Written exercise: Lay out as a numbered list the lines starting at the one containing "Can you see the painted" and ending at the one containing "x=1231, y=50", leaving out blank lines.

Object point labels

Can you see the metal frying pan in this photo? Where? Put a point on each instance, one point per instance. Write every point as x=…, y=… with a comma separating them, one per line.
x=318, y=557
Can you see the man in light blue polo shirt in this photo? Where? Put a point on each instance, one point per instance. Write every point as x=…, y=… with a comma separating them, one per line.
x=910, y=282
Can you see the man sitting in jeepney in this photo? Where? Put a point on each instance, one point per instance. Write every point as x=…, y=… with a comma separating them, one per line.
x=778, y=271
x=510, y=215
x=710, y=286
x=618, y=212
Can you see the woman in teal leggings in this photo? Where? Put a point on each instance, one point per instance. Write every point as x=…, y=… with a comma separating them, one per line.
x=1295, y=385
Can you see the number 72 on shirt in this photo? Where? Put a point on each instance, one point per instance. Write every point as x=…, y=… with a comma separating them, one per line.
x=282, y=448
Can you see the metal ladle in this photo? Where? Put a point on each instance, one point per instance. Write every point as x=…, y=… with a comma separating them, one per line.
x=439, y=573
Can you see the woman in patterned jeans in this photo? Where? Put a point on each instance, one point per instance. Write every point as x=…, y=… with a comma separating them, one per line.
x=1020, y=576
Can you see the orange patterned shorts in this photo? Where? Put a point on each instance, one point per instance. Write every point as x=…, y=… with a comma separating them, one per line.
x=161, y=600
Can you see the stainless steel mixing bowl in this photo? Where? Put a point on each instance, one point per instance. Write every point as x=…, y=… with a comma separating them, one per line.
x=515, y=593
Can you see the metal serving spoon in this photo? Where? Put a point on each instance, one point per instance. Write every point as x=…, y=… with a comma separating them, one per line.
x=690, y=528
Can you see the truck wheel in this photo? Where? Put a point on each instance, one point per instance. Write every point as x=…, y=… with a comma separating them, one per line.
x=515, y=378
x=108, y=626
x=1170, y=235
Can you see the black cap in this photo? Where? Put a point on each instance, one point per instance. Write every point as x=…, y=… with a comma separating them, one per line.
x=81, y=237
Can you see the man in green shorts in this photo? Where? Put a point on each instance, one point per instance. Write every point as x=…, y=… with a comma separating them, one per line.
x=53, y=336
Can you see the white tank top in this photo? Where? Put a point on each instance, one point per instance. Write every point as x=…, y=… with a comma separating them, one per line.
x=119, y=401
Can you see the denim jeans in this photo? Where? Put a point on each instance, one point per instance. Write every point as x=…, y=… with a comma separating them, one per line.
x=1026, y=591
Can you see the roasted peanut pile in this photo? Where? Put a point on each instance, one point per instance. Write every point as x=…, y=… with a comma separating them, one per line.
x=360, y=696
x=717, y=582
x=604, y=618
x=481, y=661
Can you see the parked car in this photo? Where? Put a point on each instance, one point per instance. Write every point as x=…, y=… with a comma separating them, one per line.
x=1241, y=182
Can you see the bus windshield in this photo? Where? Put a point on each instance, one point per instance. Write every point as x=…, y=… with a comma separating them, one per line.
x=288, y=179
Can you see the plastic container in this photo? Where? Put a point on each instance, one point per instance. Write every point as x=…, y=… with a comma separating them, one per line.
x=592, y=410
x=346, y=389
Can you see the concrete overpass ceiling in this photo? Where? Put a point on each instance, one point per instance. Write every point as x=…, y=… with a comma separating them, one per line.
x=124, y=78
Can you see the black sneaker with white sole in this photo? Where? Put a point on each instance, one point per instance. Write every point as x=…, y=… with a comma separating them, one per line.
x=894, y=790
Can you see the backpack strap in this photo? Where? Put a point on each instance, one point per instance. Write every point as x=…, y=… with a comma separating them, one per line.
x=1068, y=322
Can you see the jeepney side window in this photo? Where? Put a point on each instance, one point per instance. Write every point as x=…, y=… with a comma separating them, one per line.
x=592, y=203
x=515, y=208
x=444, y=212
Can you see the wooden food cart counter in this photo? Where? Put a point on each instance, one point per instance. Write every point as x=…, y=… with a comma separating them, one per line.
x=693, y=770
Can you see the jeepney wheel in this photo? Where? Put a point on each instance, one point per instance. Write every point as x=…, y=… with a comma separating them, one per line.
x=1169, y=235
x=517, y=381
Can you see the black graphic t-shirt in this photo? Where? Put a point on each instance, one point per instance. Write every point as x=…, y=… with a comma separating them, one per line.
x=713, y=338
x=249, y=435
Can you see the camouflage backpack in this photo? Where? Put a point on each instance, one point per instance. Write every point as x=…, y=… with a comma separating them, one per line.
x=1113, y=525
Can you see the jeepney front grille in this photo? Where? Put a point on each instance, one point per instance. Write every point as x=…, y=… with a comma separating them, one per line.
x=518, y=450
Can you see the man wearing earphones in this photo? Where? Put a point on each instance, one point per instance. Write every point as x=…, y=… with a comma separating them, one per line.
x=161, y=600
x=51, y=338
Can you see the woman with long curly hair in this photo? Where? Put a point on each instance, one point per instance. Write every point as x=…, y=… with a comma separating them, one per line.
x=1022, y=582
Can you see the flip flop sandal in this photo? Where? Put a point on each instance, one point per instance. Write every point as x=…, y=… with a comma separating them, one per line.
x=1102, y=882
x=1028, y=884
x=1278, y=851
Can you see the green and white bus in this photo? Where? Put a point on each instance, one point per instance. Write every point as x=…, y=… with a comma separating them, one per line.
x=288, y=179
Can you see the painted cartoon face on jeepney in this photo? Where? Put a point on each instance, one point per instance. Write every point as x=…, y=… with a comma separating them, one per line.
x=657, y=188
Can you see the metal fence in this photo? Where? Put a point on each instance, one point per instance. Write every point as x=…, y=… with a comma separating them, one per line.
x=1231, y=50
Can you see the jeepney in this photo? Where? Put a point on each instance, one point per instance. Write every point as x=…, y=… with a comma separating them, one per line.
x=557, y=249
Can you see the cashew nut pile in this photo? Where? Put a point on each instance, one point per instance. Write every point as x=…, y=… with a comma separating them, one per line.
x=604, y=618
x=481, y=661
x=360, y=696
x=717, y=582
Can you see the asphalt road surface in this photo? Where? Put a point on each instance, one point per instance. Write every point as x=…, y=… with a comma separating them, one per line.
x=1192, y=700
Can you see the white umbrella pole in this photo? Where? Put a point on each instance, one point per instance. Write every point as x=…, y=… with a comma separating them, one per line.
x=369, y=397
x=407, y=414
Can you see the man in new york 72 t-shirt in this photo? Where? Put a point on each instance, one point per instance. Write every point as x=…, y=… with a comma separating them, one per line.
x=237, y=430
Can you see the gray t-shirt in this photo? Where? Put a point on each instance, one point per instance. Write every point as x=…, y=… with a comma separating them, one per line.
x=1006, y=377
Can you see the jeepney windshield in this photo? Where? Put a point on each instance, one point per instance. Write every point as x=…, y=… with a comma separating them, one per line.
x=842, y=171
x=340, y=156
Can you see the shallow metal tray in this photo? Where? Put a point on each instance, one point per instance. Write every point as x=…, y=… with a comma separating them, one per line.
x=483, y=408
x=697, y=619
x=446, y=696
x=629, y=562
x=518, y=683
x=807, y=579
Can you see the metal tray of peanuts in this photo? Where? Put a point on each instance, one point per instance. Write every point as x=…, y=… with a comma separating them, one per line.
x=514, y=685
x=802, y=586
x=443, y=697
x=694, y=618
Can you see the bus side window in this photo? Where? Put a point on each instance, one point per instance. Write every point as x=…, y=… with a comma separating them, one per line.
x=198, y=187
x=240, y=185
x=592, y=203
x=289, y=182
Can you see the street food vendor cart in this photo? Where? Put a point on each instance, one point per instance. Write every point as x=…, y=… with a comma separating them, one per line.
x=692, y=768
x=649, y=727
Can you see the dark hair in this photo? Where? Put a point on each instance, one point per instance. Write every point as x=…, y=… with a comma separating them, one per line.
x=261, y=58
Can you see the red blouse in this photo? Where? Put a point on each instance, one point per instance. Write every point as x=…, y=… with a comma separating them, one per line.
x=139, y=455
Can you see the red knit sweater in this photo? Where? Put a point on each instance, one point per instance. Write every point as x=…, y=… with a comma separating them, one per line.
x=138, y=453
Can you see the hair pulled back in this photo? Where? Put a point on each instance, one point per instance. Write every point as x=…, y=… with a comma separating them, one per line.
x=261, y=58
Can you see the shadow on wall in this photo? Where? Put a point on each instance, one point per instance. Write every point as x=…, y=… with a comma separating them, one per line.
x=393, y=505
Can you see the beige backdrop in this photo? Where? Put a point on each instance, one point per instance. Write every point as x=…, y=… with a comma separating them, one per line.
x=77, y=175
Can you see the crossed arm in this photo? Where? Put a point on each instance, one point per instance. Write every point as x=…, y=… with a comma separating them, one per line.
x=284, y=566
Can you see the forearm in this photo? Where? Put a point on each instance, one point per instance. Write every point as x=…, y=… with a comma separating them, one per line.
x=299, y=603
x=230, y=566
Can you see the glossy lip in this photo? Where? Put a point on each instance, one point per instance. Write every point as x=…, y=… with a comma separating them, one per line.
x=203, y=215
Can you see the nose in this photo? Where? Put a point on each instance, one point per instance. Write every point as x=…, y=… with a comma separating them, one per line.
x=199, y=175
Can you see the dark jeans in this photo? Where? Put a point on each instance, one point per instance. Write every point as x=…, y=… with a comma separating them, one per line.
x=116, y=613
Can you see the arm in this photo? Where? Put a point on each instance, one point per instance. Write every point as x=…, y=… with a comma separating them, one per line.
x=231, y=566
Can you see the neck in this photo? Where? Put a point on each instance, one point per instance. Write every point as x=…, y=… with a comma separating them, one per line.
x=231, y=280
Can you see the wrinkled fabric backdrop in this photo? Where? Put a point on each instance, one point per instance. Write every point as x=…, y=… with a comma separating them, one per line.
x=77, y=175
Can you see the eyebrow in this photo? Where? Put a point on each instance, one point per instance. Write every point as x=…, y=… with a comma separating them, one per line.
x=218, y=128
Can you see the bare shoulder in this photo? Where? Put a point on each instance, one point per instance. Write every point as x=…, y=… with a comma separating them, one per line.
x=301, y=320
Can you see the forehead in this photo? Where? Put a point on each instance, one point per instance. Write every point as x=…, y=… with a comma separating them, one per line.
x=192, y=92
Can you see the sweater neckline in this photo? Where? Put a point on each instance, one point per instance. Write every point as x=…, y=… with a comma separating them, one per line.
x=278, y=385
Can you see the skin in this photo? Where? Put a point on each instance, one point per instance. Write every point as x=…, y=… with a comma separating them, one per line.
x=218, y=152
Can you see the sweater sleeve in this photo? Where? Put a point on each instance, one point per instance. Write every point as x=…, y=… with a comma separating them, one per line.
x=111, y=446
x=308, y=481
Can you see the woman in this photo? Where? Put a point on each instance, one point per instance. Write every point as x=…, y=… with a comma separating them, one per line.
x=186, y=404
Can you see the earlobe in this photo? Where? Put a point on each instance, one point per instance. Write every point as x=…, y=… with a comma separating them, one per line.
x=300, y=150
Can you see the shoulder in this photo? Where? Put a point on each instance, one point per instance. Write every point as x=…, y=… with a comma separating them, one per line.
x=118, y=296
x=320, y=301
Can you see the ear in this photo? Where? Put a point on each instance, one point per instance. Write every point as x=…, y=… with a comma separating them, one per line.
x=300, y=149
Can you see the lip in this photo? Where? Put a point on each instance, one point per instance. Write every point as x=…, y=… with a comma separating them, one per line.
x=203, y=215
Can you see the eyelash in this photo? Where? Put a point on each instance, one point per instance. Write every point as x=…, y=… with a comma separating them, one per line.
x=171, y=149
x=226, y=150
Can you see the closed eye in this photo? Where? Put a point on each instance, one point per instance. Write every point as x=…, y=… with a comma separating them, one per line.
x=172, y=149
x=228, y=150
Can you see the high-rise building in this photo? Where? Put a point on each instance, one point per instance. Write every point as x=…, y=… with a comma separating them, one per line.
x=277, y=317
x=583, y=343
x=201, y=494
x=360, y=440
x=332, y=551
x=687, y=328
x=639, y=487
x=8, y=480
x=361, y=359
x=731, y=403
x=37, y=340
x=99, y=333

Answer to the task:
1. Can you see the painted cartoon face on jeepney in this photo? Where? Put a point on each instance, one point per instance. Write every point as x=…, y=… with a comma separating them, one per line.
2. x=657, y=188
3. Can you see the metal fence in this photo? Where? Put a point on each instance, one point per instance. Write every point as x=…, y=… with a comma separating them, one per line.
4. x=1231, y=50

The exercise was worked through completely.